*Extract provided*
— Start —
London (August 12, 2018): British author Vidiadhar Surajprasad Naipaul, a famously outspoken Nobel laureate who wrote on the traumas of post-colonial change, has died at the age of 85.

Naipaul, who was born in Trinidad and the son of an Indian civil servant, was best known for works including “A House for Mr Biswas” and his Man Booker Prize-winning “In A Free State”.“He died surrounded by those he loved having lived a life which was full of wonderful creativity and endeavour,” his wife Lady Nadira Naipaul said in a statement on Saturday.

She described the outspoken author as a “giant in all that he achieved”. Naipaul settled in England and studied English literature at Oxford University on a scholarship.But he spent much of his time travelling and despite becoming a pillar of Britain’s cultural establishment, was also a symbol of modern rootlessness.

Naipaul’s early works focused on the West Indies, but came to encompass countries around the world. He stirred controversy in the past, describing post-colonial countries as “half-made societies”.

When he was awarded the 2001 Nobel prize for literature, the Swedish Academy described him as a “literary circumnavigator, only ever really at home in himself, in his inimitable voice”.Naipaul, who was knighted in 1990, mixed fiction, non-fiction and autobiography without distinction. One of his seminal novels was the “A House for Mr Biswas” (1961), which looked at the almost impossible task for Indian immigrants in the Caribbean of trying to integrate into society while keeping hold of their roots.

Overall he wrote more than 30 books, and was one of the first winners of the Booker Prize, now Britain’s leading literary award, in 1971 for “In A Free State”.
— End —
*Supplied information*
— Start —
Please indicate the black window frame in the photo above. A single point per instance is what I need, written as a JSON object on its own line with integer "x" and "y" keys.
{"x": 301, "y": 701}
— End —
*Actions to take*
1/ According to the Naipaul article, where did Naipaul study English literature?
2/ Repeat the Naipaul article from "Naipaul, who was born" up to and including "of modern rootlessness.".
The listing has no connection to the Naipaul article.

*Results for the exercise*
1/ He studied English literature at Oxford University on a scholarship.

2/
Naipaul, who was born in Trinidad and the son of an Indian civil servant, was best known for works including “A House for Mr Biswas” and his Man Booker Prize-winning “In A Free State”.“He died surrounded by those he loved having lived a life which was full of wonderful creativity and endeavour,” his wife Lady Nadira Naipaul said in a statement on Saturday.

She described the outspoken author as a “giant in all that he achieved”. Naipaul settled in England and studied English literature at Oxford University on a scholarship.But he spent much of his time travelling and despite becoming a pillar of Britain’s cultural establishment, was also a symbol of modern rootlessness.